• _Trecho do texto_
● ● ●
Alguém imagina que, vindo de quem vêm, tais denúncias não são graves, merecedoras da máxima atenção?
CELSO ANTÔNIO
BANDEIRA DE MELLO


No último dia 8, os jornais noticiaram que juristas provenientes de diferentes partes do Brasil reuniram-se em Brasília, onde redigiram um manifesto à nação para denunciar que está ocorrendo uma progressiva e perigosíssima concentração de poderes no Executivo, estando já ``em curso um processo de ruptura do modelo constitucional democrático instituído em 1988'', a ser substituído por outro, que não faz presumir nada de bom.
E que pode ser danoso também para interesses fundamentais do país, de que é boa amostra o propósito de venda da Companhia Vale do Rio Doce, detentora dos direitos de exploração de imensas riquezas minerais ainda nem sequer determinadas em toda a extensão.
● ● ●
• _Extratos do material_
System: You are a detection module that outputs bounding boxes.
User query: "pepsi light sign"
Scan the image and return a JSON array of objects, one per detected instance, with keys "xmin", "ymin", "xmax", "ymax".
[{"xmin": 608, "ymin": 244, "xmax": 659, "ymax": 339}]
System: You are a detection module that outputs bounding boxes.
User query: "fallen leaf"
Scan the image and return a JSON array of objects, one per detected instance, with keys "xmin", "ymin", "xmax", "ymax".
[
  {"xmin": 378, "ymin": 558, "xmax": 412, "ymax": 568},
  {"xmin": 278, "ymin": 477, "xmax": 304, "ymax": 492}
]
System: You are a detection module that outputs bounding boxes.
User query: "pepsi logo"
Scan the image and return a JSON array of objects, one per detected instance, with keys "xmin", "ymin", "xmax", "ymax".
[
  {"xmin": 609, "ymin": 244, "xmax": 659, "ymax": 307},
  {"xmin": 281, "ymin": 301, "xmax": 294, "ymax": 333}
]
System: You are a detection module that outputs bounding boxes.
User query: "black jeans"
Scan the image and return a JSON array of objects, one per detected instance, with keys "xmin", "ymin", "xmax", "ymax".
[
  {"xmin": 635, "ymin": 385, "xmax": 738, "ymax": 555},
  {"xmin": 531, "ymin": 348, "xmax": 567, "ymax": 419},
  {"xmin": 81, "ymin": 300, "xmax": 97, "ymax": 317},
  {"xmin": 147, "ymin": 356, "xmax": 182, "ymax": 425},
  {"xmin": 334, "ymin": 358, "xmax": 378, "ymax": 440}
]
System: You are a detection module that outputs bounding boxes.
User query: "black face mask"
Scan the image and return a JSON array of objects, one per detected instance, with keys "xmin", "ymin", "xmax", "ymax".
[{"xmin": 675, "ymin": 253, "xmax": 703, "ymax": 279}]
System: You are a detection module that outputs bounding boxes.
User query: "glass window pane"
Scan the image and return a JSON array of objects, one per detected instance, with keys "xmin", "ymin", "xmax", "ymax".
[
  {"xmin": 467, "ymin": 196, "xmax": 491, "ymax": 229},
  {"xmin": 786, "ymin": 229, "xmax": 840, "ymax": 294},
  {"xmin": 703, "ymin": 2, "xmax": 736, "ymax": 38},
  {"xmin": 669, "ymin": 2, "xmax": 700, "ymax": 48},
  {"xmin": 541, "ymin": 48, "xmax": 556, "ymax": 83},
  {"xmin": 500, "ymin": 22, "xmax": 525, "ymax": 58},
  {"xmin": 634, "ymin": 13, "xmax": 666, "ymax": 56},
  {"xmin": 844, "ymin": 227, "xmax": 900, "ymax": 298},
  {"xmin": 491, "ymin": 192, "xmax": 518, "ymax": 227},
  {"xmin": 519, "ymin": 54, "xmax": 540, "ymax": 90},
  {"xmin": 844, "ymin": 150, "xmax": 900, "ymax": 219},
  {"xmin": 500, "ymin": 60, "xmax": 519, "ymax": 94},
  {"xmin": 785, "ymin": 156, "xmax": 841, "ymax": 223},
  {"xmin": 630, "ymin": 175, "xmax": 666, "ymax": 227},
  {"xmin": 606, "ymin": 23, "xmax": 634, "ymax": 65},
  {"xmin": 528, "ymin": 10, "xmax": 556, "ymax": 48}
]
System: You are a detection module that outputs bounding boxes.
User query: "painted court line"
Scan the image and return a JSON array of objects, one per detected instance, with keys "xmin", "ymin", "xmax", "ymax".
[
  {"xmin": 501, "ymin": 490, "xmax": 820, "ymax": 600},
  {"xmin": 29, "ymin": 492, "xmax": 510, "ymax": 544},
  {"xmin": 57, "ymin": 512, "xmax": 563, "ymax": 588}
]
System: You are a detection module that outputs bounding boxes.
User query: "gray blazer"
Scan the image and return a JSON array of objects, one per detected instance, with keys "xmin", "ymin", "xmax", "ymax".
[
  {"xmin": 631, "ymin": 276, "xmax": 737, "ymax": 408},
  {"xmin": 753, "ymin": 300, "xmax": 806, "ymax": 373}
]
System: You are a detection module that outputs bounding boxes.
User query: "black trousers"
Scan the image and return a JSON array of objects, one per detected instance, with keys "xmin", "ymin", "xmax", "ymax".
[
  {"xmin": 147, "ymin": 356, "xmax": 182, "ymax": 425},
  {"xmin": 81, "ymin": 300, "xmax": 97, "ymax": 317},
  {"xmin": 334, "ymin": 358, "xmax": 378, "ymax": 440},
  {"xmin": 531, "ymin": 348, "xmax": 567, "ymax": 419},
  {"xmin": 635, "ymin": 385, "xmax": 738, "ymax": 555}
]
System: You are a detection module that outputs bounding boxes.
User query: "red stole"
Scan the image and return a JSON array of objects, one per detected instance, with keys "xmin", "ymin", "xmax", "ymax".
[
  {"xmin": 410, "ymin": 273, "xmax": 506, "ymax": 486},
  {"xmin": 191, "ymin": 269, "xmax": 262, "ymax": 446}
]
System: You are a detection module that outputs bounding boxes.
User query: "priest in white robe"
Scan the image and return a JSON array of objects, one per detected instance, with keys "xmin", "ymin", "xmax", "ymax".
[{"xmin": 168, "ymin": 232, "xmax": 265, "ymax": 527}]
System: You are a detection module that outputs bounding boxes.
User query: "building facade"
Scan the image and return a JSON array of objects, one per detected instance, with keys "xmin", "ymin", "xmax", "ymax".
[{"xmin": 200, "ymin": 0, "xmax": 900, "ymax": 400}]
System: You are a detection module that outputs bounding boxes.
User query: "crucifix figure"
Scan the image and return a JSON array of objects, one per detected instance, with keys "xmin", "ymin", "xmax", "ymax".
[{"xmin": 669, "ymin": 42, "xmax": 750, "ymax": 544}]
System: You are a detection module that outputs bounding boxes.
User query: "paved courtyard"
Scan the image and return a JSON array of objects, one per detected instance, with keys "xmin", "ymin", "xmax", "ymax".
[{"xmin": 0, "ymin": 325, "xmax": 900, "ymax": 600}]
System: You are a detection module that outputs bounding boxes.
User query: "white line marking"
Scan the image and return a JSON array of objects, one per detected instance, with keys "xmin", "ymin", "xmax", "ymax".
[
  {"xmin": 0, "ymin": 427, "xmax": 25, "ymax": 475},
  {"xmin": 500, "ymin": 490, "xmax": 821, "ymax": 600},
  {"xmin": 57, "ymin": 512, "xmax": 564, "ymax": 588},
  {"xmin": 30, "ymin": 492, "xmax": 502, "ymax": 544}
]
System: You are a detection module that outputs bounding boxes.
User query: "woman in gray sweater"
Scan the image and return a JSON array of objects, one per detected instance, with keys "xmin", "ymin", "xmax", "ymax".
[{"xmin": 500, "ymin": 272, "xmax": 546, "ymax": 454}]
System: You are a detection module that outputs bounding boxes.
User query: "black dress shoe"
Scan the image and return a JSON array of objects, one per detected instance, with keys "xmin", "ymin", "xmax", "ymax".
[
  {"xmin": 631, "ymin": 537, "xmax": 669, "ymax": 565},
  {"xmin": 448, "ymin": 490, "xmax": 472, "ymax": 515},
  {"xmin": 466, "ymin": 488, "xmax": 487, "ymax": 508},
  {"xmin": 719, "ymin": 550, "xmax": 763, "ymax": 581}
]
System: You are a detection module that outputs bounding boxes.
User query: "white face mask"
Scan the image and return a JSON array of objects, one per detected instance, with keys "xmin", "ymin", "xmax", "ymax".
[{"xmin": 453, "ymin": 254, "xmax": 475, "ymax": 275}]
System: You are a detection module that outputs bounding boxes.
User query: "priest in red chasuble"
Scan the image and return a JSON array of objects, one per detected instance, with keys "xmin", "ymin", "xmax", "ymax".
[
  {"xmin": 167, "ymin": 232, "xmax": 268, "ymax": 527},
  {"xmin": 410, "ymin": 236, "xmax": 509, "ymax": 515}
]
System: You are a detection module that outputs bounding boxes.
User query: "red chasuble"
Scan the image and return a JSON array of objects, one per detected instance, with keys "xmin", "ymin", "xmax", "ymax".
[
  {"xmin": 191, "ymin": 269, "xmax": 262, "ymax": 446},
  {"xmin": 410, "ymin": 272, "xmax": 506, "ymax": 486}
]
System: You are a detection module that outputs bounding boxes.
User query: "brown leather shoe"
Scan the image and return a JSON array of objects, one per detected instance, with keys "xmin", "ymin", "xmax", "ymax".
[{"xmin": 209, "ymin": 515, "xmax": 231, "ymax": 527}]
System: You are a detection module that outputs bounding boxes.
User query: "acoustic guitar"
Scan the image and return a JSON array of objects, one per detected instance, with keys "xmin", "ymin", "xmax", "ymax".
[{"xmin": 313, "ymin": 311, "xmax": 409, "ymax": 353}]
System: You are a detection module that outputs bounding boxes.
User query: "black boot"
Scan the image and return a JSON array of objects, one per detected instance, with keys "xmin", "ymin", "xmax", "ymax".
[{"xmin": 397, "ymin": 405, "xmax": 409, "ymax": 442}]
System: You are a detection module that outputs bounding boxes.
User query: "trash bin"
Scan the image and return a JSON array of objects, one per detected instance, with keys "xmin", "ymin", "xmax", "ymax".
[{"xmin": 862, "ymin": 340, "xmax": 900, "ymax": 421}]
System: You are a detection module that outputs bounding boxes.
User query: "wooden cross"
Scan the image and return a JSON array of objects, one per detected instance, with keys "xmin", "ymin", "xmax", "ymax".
● ● ●
• _A fazer_
**a.** Responda, com base no texto sobre o manifesto dos juristas:
(i) Em que cidade os juristas se reuniram?
(ii) Em que ano foi instituído o modelo constitucional democrático mencionado?
(iii) Qual empresa aparece como amostra de interesses fundamentais do país que podem ser prejudicados?
**b.** Resuma em duas frases o texto sobre o manifesto dos juristas.
**c.** Retome o texto sobre o manifesto dos juristas e continue-o a partir da última frase.
O material provém de uma fonte diferente da do texto.

• _Em resposta_
**a.**
(i) Em Brasília.
(ii) Em 1988.
(iii) A Companhia Vale do Rio Doce.

**b.** Juristas de diferentes partes do Brasil reuniram-se em Brasília e redigiram um manifesto à nação denunciando uma progressiva e perigosíssima concentração de poderes no Executivo e um processo em curso de ruptura do modelo constitucional democrático instituído em 1988. Segundo o texto, essa mudança pode prejudicar também interesses fundamentais do país, como mostra o propósito de venda da Companhia Vale do Rio Doce, detentora dos direitos de exploração de imensas riquezas minerais.

**c.**
Naquele texto, do qual a imprensa pinçou trechos bastante representativos, transparece o propósito de alertar a nação para riscos que começa a correr.
Muitos, talvez, hajam estranhado o presumido teor do documento (que haverão imaginado a partir das passagens transcritas em jornais), reputando-o alarmista. Outros, quem sabe, haverão suposto que é apenas o desabafo oposicionista, ou mesmo partidário, de pessoas inconformadas com uma política que reprovam.
Infelizmente, não é nem uma coisa nem outra.
No mês passado, antes, pois, do manifesto referido, possivelmente pela primeira vez em nossa história, reuniram-se os presidentes dos Tribunais de Justiça do Brasil para fazer uma autêntica denúncia à nação: a de que as instituições democráticas estavam em perigo ante o comportamento do Poder Executivo.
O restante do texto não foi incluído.